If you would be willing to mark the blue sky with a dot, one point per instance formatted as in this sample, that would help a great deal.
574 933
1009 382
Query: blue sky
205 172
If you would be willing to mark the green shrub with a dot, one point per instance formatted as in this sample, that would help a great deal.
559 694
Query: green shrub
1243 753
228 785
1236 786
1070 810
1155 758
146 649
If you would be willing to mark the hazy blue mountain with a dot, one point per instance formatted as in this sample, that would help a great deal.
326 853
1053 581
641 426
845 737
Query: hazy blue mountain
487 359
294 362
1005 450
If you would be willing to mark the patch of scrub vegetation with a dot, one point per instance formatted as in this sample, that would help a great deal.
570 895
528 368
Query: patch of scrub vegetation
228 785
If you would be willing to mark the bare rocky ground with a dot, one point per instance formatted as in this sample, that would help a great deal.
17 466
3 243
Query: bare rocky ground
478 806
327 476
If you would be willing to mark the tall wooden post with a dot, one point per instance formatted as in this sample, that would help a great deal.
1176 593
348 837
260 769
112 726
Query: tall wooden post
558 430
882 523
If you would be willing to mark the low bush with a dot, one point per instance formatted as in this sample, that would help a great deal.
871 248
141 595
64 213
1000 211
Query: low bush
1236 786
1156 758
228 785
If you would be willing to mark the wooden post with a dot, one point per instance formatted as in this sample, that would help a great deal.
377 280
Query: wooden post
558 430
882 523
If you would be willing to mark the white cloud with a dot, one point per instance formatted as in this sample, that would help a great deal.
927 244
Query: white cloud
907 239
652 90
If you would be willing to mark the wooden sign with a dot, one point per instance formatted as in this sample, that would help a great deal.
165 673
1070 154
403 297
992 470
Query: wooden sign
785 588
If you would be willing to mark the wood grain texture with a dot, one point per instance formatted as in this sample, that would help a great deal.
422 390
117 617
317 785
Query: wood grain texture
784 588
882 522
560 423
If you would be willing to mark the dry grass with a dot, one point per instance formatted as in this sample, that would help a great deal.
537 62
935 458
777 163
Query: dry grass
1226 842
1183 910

- WHAT IS BEING ASKED
Reproduce all of the data above line for line, without changing anything.

- ANSWER IN FULL
If you would be willing to mark the blue sky with a dot, one point per instance formatted as in this sample, that would help a great deal.
574 933
1009 382
Query: blue sky
205 172
If you would be willing to mark the green shrub with a dot, one point per instance formatted as in this sample, that would help a great deal.
559 694
Query: green shrub
1243 753
228 785
1236 786
1070 810
1155 758
146 649
If you would be willing to mark the hazy blue mountain with a dot, one point per instance formatted as in this sample, that would help a great deal.
326 853
1053 581
641 426
845 737
Query: hazy blue mountain
487 359
294 362
1005 450
If you would be willing to mark the patch of scrub vegetation with a dot, one point per instance formatted as in this sample, that would help a great deal.
570 895
528 368
Query: patch of scrub vegetation
228 785
If you would be willing to mark the bare rocky ground with a dot, one point per instance formatted as in this sample, that would help a great deal.
17 466
3 243
Query: bare rocky ground
478 806
327 476
If you would be willing to mark the tall wooden post with a dot, one point per instance formatted as in this sample, that would help a great deal.
1176 593
348 837
260 769
112 726
Query: tall wooden post
558 430
882 523
If you would be willing to mark the low bush with a dot, one point per instance formatted as in this sample, that would help a great deal.
871 248
141 595
64 213
1000 211
Query: low bush
1236 786
1156 758
228 785
If you would be willing to mark the wooden post with a dot, one point per instance formatted as in this sample, that would help a great deal.
377 280
Query: wooden post
558 430
882 523
If you would be willing to mark the white cloud with a dot, one point per instance formatted as in this sample, that would help a great deal.
927 244
Query: white cloud
907 239
652 90
If you would be willing to mark the wooden sign with a dot, one point per instance formatted as in this sample, that would help a great deal.
165 673
1070 154
403 297
992 470
Query: wooden sign
785 588
If you would be willing to mark the wood grain texture with a dot, one point per instance formatted as in this sample, that would help a great deal.
422 390
117 617
317 785
Query: wood grain texture
784 588
882 522
560 423
If you would be willing to mark the dry grass with a dot, one point per instance formatted as in this sample, that would help a great deal.
537 62
935 458
777 163
Query: dry grass
1226 842
1183 910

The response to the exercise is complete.